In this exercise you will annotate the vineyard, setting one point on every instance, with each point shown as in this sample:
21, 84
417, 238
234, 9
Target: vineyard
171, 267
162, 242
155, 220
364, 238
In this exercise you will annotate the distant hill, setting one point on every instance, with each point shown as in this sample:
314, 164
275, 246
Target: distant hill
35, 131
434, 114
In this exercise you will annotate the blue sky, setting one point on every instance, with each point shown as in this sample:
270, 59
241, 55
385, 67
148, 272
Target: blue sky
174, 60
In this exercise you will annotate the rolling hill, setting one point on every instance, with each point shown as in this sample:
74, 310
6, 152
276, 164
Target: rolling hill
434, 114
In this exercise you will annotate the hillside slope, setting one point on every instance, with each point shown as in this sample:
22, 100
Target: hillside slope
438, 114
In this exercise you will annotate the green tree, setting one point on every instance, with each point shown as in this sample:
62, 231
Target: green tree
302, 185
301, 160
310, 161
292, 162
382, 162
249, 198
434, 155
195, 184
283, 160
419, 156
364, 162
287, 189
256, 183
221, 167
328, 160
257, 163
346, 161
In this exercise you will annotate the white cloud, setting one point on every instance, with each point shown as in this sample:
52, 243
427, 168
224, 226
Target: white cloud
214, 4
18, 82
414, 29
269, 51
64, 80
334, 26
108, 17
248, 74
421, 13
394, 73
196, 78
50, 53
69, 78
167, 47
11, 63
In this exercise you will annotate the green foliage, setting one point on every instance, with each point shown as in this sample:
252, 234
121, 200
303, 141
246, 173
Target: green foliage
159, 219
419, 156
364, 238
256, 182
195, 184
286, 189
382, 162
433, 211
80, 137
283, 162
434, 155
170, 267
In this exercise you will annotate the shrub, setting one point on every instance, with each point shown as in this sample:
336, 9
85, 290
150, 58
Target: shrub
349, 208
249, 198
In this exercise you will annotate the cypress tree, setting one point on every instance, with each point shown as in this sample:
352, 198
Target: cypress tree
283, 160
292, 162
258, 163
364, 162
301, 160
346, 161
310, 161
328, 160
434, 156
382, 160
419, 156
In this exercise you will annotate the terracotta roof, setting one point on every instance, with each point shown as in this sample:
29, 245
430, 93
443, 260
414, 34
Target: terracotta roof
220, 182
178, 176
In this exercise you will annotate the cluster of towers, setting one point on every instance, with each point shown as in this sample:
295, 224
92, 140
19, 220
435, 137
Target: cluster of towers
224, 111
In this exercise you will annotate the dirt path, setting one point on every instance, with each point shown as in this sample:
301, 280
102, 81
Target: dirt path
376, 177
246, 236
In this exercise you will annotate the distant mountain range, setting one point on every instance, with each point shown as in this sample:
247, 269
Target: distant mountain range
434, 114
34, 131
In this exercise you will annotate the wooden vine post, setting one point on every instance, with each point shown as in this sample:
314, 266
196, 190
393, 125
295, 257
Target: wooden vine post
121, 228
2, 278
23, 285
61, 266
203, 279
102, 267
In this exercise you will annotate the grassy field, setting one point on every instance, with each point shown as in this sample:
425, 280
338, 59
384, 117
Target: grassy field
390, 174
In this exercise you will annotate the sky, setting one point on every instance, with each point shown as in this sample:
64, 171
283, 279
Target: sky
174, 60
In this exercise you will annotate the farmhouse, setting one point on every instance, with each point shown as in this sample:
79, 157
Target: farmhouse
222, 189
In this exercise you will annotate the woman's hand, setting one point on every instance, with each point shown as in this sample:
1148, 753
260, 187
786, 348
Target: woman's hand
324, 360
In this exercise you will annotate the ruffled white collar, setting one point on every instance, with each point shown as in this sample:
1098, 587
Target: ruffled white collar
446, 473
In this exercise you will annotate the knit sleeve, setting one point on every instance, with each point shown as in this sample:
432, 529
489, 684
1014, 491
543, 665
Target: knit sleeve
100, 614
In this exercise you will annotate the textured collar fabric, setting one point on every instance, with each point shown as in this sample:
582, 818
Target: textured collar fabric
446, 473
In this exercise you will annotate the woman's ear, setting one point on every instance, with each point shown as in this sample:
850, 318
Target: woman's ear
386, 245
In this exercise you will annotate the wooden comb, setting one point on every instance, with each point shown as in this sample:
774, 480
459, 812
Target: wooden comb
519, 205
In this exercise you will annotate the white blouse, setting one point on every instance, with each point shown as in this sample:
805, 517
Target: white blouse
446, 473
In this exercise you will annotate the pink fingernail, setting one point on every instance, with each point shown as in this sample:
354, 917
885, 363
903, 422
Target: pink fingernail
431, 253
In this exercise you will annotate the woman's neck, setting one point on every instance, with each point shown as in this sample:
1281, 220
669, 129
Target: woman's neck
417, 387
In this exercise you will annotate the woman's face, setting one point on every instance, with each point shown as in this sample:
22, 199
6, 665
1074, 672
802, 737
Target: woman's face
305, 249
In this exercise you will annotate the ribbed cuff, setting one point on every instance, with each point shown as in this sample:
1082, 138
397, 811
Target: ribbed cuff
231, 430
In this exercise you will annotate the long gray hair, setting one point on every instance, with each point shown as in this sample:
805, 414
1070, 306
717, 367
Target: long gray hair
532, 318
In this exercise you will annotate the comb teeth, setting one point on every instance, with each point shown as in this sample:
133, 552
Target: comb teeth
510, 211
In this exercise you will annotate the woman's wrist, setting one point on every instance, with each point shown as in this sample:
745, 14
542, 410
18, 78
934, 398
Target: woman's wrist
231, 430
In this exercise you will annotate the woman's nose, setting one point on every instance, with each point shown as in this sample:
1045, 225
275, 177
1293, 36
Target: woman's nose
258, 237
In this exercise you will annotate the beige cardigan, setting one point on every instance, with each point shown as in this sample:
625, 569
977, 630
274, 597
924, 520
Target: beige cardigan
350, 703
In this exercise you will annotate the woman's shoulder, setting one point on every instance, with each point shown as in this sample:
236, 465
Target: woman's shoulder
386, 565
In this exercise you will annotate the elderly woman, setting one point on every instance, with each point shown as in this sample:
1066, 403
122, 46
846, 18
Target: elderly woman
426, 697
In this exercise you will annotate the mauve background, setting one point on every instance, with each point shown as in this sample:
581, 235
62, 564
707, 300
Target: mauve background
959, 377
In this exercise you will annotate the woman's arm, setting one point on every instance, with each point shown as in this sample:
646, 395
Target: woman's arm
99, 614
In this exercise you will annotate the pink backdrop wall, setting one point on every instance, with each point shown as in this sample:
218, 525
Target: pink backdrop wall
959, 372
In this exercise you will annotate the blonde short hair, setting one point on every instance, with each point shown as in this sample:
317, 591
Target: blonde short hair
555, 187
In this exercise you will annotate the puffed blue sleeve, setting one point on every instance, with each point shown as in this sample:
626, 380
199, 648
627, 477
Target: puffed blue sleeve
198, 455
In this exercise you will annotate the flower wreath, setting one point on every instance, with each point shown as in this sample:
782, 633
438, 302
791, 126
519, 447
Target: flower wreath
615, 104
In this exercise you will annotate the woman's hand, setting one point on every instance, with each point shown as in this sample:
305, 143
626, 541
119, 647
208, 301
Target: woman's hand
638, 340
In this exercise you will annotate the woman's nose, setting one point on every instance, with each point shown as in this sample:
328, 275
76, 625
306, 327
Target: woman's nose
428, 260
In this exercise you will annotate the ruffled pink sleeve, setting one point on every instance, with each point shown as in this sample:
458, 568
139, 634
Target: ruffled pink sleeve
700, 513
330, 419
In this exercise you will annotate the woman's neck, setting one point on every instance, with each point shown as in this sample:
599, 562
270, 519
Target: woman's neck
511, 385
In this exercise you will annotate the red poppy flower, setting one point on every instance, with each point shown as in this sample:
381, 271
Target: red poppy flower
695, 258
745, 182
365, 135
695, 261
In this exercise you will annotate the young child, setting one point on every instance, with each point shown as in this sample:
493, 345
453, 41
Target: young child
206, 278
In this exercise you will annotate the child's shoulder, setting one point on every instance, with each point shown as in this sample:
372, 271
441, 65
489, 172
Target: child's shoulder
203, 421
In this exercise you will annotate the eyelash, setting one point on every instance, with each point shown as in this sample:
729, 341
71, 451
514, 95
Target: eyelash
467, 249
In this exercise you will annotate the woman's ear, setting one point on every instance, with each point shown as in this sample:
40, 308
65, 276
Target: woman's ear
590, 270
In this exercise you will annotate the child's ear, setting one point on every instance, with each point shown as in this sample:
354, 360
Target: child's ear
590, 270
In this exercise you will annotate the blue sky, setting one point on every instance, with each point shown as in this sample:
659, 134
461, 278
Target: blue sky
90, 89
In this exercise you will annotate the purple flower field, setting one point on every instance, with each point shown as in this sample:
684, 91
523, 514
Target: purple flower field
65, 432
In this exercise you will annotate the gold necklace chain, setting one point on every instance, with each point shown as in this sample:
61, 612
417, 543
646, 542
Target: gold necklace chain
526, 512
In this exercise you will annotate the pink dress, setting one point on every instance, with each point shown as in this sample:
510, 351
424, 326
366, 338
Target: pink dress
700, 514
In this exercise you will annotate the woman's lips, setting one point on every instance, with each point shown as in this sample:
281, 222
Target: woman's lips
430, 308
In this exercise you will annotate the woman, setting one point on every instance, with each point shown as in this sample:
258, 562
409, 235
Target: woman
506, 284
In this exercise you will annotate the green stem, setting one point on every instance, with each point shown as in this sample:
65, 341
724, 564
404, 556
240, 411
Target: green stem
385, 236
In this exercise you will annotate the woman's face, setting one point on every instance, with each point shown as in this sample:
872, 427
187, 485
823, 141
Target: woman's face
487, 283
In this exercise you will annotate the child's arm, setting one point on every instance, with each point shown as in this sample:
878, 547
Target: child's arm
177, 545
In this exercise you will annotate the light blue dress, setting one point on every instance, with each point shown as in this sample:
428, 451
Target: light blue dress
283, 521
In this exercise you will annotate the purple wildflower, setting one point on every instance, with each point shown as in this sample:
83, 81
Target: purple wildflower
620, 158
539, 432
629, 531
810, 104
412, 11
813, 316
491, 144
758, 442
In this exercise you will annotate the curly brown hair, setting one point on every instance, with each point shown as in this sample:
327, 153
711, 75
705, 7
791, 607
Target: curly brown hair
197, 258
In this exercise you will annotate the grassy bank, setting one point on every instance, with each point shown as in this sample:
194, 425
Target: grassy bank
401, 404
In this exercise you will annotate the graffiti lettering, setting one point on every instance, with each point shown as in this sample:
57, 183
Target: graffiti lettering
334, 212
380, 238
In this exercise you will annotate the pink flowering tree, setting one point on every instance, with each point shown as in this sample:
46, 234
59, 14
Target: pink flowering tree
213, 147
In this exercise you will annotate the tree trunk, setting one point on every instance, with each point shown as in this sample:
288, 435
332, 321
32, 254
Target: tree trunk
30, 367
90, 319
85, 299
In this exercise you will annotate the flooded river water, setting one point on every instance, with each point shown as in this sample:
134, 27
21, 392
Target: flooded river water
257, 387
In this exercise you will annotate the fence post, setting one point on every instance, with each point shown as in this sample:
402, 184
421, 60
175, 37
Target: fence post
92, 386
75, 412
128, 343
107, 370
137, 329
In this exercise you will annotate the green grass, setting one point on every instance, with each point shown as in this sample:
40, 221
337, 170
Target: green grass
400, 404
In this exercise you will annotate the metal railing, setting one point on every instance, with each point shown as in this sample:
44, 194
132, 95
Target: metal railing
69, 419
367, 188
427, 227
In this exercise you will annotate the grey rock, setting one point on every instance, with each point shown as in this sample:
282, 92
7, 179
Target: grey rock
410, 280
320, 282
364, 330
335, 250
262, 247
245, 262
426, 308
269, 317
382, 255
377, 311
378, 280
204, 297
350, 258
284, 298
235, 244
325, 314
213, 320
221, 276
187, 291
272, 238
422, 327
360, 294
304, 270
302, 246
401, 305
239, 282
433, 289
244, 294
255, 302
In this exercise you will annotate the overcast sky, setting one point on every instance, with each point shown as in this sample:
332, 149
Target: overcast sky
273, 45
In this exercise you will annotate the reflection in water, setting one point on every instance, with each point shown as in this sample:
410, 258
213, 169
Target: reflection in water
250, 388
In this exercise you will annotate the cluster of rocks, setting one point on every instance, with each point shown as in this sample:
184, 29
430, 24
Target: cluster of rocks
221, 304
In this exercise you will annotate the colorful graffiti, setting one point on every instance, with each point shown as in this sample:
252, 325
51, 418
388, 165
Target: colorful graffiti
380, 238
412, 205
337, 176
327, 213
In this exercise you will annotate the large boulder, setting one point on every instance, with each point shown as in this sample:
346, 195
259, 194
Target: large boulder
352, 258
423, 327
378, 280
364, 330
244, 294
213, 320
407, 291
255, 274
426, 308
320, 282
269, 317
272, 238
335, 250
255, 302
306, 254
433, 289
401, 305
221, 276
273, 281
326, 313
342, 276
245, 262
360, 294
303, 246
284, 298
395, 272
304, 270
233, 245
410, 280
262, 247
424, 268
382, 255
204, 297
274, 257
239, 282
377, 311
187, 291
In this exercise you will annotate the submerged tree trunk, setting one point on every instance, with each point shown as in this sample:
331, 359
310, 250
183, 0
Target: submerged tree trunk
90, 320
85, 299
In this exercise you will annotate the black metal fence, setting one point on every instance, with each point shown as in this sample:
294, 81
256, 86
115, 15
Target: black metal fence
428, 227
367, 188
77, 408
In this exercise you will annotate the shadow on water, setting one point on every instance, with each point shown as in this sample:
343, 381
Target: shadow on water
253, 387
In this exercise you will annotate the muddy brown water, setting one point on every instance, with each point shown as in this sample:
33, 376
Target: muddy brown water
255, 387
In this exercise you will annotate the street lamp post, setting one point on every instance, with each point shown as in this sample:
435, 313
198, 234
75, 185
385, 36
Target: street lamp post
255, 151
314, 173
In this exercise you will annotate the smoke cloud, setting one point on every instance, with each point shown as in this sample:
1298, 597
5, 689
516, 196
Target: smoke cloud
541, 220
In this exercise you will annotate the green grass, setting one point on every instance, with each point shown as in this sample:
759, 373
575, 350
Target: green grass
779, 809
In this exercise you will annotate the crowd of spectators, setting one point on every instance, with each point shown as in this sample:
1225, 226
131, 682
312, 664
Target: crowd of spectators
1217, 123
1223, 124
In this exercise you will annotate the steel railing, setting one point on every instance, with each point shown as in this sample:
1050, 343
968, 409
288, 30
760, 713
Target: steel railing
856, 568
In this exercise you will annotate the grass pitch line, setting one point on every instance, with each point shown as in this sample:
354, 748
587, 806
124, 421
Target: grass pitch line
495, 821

..............................

* [Exercise objective]
Keep only the lines from the one containing "In this exercise you will annotate the black" to the end of the entries, and repeat them exactly.

* [Exercise solution]
In this exercise you will annotate the black metal fence, setting one point on every instance, with each point shown as in this sample:
294, 81
256, 86
115, 15
Target: black metal fence
428, 227
367, 188
77, 408
In this exercise you will annotate the shadow on water, setting one point on every instance, with each point shown as in this sample:
343, 381
Target: shadow on water
253, 387
In this exercise you will annotate the muddy brown water, setting one point on every instance, with each point shown as in this sample:
33, 376
Target: muddy brown water
255, 387
In this exercise you will annotate the street lamp post, setting one point on every instance, with each point shown as in this sample:
435, 313
198, 234
75, 185
385, 36
Target: street lamp post
255, 151
314, 173
In this exercise you will annotate the smoke cloud, setting one point on every instance, with each point shown as in this sample:
1298, 597
5, 689
516, 196
Target: smoke cloud
541, 220
In this exercise you will annotate the green grass, setting one point on every instance, with each point shown as in this sample:
759, 373
575, 350
Target: green grass
779, 809
In this exercise you will annotate the crowd of spectators, setting one point on every instance, with each point shown as in this sample:
1225, 226
131, 682
312, 664
Target: crowd of spectators
1217, 123
1223, 124
In this exercise you will annotate the steel railing, setting one point on every instance, with each point shown as in this sample:
1050, 343
968, 409
288, 30
760, 713
Target: steel railing
856, 568
In this exercise you will annotate the grass pitch line, setting one point on every instance, with each point shown as in this sample:
354, 748
587, 806
124, 421
Target: grass pitch line
495, 821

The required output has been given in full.